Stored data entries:
==================================================

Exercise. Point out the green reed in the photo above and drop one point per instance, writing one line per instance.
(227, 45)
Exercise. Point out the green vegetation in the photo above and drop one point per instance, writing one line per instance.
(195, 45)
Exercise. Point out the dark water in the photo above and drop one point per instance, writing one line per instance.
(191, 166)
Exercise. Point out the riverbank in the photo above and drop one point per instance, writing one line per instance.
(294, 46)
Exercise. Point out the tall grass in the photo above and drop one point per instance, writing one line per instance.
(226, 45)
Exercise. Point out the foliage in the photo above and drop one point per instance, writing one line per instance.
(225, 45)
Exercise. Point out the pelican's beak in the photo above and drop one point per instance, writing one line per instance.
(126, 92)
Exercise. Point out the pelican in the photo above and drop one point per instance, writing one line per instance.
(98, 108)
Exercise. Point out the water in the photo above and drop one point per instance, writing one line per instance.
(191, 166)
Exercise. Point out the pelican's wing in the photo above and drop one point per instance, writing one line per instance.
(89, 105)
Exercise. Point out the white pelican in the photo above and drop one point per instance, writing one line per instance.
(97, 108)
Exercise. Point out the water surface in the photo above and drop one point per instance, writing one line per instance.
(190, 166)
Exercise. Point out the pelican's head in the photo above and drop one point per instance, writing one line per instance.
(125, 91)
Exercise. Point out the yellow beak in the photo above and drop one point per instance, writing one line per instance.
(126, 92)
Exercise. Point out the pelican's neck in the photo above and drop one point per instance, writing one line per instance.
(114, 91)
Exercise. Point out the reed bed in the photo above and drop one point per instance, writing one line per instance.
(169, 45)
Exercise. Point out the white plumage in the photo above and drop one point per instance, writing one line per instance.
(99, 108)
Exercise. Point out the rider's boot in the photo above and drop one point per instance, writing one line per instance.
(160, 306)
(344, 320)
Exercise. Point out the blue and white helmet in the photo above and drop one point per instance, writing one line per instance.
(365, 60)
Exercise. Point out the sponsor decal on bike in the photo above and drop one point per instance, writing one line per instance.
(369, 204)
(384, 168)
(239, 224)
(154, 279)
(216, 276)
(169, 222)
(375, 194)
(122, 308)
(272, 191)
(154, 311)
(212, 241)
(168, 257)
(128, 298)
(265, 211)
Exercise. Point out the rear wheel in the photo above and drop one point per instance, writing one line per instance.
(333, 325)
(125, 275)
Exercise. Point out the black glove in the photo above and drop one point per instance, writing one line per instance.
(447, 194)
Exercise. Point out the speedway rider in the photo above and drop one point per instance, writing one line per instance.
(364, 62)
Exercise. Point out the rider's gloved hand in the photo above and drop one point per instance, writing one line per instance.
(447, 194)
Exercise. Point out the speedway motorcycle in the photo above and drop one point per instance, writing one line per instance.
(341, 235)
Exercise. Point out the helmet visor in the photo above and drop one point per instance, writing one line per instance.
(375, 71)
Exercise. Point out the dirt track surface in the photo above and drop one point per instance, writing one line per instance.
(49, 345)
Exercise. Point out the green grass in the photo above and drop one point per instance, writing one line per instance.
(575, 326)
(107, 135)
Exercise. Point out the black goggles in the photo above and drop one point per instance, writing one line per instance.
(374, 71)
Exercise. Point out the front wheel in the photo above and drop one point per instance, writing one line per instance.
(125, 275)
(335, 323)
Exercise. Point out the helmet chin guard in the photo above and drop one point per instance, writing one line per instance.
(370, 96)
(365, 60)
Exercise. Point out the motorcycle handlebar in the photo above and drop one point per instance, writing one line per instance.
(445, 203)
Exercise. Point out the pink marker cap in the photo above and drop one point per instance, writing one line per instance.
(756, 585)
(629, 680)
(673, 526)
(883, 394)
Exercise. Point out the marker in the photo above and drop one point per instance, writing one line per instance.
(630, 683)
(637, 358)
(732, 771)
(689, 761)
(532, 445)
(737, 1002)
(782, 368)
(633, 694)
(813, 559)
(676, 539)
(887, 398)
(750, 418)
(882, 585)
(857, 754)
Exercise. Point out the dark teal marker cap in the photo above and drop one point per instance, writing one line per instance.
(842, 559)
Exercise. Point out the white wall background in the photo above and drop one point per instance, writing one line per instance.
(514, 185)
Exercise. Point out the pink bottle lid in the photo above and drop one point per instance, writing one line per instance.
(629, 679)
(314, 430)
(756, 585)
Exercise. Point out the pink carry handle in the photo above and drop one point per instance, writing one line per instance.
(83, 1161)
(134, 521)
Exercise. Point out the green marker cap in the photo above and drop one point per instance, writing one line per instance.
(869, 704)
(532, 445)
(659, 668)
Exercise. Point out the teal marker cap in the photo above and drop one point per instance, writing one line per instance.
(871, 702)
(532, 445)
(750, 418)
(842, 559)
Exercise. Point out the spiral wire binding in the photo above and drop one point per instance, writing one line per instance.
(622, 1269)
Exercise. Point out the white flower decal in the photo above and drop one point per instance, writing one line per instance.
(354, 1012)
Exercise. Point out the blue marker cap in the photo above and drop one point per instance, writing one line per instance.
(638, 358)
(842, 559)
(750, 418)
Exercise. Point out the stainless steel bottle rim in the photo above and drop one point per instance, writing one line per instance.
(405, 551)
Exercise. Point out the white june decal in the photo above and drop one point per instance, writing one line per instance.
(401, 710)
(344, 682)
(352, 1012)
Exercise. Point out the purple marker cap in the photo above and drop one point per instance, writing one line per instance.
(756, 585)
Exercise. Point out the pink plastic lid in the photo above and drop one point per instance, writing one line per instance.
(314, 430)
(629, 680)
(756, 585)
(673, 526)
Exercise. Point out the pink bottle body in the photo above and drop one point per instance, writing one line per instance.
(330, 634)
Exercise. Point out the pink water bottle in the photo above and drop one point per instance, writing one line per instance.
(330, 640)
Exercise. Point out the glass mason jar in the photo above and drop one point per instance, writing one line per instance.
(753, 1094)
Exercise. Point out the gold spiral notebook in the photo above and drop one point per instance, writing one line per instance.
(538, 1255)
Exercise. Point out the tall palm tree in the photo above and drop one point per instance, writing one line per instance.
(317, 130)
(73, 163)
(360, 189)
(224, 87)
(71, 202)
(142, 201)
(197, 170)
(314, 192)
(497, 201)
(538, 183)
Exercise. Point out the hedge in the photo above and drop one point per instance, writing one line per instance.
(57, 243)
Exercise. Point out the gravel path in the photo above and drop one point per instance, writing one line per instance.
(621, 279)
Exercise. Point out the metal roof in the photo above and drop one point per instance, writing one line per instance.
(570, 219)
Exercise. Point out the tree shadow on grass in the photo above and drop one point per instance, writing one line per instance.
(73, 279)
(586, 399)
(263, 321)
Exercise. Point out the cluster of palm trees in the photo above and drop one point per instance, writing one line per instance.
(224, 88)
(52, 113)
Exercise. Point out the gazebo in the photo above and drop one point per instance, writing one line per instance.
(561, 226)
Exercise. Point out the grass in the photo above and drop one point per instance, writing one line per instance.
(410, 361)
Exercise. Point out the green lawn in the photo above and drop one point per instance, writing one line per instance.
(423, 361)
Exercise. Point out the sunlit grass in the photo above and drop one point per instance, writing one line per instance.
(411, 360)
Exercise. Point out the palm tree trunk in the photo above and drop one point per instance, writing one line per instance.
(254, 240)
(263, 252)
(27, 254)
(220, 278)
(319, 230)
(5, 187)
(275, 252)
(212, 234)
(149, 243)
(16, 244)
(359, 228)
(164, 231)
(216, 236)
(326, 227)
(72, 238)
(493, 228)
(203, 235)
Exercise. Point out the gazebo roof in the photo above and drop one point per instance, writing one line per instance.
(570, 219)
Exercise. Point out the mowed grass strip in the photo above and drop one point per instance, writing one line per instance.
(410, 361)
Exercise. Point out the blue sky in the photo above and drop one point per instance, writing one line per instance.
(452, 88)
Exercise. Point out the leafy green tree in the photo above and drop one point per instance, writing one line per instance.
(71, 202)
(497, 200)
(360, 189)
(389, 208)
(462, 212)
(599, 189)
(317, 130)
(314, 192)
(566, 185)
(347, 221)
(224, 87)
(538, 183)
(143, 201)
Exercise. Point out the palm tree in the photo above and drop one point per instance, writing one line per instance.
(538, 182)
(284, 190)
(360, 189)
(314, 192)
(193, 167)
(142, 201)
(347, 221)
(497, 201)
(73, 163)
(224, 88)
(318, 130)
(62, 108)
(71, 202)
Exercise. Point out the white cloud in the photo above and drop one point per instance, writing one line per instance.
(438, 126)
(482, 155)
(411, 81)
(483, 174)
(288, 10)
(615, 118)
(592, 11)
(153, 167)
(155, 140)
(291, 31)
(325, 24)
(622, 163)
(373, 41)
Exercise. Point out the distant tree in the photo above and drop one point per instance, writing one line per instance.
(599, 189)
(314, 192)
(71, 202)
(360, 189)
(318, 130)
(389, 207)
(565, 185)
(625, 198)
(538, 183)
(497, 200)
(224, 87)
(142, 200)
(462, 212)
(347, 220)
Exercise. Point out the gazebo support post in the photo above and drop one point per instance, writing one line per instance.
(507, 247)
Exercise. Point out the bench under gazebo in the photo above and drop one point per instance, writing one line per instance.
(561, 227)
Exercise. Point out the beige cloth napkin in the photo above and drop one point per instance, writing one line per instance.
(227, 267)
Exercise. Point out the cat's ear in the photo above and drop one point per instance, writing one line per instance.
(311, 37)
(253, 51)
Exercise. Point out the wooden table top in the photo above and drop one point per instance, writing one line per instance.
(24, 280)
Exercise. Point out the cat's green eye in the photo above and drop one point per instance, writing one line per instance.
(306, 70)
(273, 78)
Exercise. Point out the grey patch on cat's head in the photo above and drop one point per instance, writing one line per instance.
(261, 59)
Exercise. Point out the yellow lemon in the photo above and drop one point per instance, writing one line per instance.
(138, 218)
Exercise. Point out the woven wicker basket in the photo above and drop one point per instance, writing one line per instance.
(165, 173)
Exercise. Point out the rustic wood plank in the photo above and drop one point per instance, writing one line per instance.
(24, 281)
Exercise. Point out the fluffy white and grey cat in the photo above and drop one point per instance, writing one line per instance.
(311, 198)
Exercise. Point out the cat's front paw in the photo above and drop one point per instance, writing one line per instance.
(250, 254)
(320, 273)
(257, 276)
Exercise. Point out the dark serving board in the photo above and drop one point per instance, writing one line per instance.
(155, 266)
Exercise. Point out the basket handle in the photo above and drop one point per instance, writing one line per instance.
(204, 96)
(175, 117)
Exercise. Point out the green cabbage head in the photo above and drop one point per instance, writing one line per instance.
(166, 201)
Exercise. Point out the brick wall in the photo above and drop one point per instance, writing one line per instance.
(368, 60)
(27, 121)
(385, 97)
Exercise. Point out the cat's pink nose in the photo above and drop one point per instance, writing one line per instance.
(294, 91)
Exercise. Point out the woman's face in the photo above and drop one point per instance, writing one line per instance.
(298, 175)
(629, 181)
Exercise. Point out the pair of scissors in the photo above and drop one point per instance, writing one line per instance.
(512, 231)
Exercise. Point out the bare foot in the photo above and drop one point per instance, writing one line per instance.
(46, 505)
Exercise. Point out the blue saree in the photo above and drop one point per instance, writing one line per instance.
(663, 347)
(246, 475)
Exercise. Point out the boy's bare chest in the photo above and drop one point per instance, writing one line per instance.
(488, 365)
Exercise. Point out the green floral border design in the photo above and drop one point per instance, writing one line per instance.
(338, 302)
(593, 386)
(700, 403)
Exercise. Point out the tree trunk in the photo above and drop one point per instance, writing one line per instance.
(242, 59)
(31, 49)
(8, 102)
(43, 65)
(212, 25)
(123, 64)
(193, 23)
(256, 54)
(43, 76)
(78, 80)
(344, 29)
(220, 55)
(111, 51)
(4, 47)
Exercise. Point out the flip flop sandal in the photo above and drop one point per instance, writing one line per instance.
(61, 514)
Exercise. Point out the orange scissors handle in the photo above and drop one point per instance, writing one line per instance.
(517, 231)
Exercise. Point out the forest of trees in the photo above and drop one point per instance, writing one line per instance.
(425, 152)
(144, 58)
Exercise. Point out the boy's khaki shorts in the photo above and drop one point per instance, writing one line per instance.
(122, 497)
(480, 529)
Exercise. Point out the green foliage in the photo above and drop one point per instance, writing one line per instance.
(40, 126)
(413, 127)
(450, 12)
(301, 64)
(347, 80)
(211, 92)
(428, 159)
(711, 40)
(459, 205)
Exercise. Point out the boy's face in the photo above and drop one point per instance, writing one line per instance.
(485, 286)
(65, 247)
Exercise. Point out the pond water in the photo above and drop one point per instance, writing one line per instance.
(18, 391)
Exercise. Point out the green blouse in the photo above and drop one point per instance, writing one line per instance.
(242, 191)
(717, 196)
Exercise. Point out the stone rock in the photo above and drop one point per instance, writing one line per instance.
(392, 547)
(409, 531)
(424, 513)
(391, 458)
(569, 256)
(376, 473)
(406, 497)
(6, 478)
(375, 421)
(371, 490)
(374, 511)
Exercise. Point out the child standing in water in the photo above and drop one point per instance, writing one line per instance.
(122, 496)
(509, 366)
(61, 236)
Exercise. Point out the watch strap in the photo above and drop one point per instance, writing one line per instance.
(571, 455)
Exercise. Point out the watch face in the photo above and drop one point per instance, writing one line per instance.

==================================================

TASK PROMPT.
Beginning at the line with "Exercise. Point out the boy's face" and ending at the last line of the entries, print every line exactly.

RESPONSE TO THE TASK.
Exercise. Point out the boy's face in the photo above and drop one point per instance, writing one line per instance.
(485, 286)
(65, 247)
Exercise. Point out the pond water in the photo above and drop one point per instance, writing one line per instance.
(18, 391)
Exercise. Point out the green blouse in the photo above and drop one point per instance, writing one line per instance.
(242, 191)
(717, 196)
Exercise. Point out the stone rock in the photo above and drop one point per instance, writing one line per instance.
(392, 547)
(409, 531)
(424, 513)
(391, 458)
(569, 256)
(376, 473)
(406, 497)
(6, 478)
(375, 421)
(371, 490)
(374, 511)
Exercise. Point out the child standing in water in the photo above and drop one point per instance, writing one line per instance.
(122, 496)
(509, 366)
(61, 236)
Exercise. Point out the watch strap in the photo above and drop one point per instance, writing one line per instance.
(571, 455)
Exercise. Point out the watch face in the photo above and drop one point per instance, writing one line per instance.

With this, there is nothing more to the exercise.